» **YOUR TASK**
Please rewrite the data from the line containing "[434,298], drawn from the photo above." to the line containing "Target: yellow leaf", both ends included, as a JSON list of strings with one string per line and blank lines left out.

━━━━━ EXERCISE MATERIAL

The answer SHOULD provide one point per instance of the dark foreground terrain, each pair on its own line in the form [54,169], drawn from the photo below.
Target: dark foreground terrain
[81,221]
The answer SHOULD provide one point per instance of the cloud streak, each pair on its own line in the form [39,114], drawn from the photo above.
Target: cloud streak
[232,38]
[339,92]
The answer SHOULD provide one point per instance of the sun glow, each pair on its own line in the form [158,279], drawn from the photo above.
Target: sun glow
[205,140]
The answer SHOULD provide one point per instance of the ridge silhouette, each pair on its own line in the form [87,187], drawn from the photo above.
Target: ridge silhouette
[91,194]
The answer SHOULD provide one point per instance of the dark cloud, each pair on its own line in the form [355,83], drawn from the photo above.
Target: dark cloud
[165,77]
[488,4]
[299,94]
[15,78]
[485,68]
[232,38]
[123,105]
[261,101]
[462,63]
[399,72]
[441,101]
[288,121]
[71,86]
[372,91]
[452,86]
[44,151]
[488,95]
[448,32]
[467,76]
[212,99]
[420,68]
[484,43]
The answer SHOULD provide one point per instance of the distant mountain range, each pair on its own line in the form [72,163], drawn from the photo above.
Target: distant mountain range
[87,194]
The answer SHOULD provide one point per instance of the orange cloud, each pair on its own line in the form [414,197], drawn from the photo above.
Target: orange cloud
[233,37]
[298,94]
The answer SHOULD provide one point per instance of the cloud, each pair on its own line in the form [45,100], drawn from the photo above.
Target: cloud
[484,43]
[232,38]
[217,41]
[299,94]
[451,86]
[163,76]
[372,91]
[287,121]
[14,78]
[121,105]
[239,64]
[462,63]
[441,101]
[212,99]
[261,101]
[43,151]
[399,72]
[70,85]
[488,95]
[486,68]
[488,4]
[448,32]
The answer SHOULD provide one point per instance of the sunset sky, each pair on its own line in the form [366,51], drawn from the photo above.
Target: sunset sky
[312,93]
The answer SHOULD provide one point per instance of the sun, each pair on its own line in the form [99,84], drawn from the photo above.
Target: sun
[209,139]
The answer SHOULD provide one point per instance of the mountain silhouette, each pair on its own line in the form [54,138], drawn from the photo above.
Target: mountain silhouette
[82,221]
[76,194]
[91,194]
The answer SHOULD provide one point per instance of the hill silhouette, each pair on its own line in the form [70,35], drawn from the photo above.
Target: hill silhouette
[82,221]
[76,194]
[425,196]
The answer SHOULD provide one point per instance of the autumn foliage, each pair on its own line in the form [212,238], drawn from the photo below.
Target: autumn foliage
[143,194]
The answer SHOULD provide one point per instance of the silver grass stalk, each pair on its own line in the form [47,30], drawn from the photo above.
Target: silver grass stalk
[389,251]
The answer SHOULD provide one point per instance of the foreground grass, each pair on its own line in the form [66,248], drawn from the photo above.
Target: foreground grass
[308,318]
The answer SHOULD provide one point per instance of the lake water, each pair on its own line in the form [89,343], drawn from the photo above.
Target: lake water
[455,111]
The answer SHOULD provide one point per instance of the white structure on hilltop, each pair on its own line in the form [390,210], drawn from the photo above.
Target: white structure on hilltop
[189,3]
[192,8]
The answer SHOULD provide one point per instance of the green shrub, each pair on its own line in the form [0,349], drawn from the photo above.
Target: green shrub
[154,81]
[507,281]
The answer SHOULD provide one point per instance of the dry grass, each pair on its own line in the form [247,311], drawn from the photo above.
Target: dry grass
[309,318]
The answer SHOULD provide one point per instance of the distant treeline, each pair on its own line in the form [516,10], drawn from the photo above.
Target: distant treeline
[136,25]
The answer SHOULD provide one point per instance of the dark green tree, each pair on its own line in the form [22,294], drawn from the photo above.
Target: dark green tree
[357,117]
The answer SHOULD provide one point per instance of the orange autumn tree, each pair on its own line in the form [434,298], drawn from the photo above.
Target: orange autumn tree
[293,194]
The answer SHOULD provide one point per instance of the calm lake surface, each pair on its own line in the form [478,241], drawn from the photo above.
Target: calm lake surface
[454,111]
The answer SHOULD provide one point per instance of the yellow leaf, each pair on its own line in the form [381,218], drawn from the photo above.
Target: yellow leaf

━━━━━━━━━━
━━━━━ EXERCISE MATERIAL

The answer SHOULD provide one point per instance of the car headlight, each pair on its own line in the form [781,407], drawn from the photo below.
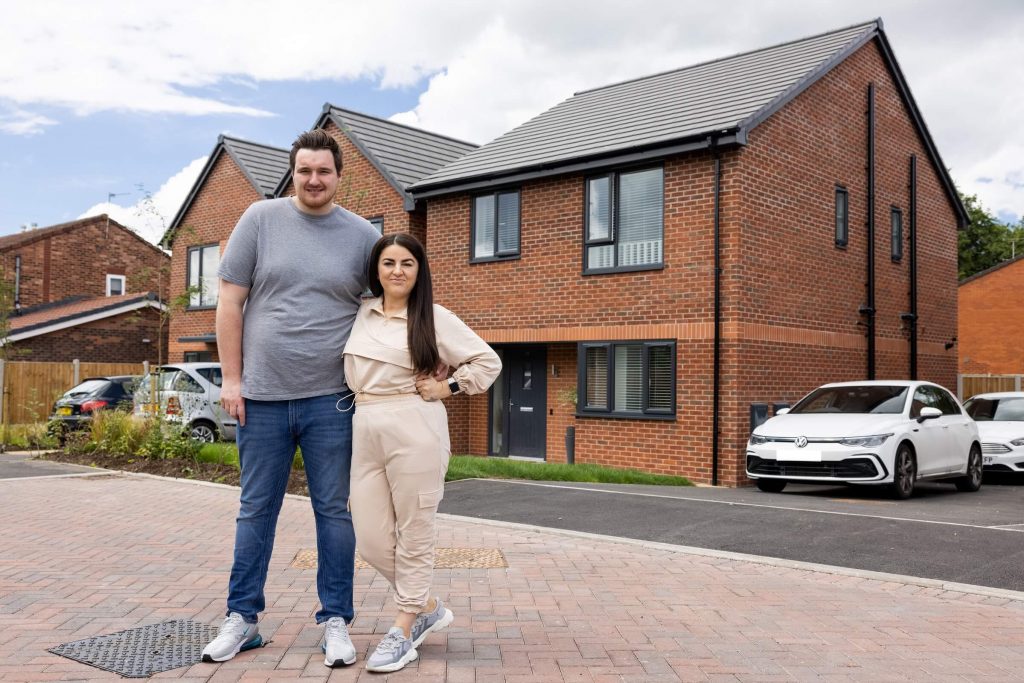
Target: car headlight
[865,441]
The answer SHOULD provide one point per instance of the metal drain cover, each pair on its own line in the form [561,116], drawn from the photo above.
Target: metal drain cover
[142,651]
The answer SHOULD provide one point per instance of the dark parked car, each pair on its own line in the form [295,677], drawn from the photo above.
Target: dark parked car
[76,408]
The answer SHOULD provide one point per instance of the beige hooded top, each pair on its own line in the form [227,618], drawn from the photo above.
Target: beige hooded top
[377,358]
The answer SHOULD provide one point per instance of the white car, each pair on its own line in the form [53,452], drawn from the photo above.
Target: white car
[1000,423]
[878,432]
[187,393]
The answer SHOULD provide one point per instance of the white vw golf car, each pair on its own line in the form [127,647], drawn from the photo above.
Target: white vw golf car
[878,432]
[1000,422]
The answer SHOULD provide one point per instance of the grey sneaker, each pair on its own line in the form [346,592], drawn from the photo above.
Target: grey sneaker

━━━━━━━━━━

» **TASK RESPONSE**
[
  "The answer SHOULD provide one point per instance of the orange autumn tree, each pair on its own line in the form [434,298], drawn from the photo above.",
  "Target: orange autumn tree",
  "[293,194]",
  "The answer SHOULD provide one point per instance of the calm lake surface, each pair on its own line in the form [478,241], drawn from the photo above.",
  "Target: calm lake surface",
  "[454,111]",
  "The answer SHOULD provide one point per instance of the yellow leaf, each pair on its own line in the form [381,218], drawn from the photo above.",
  "Target: yellow leaf"
]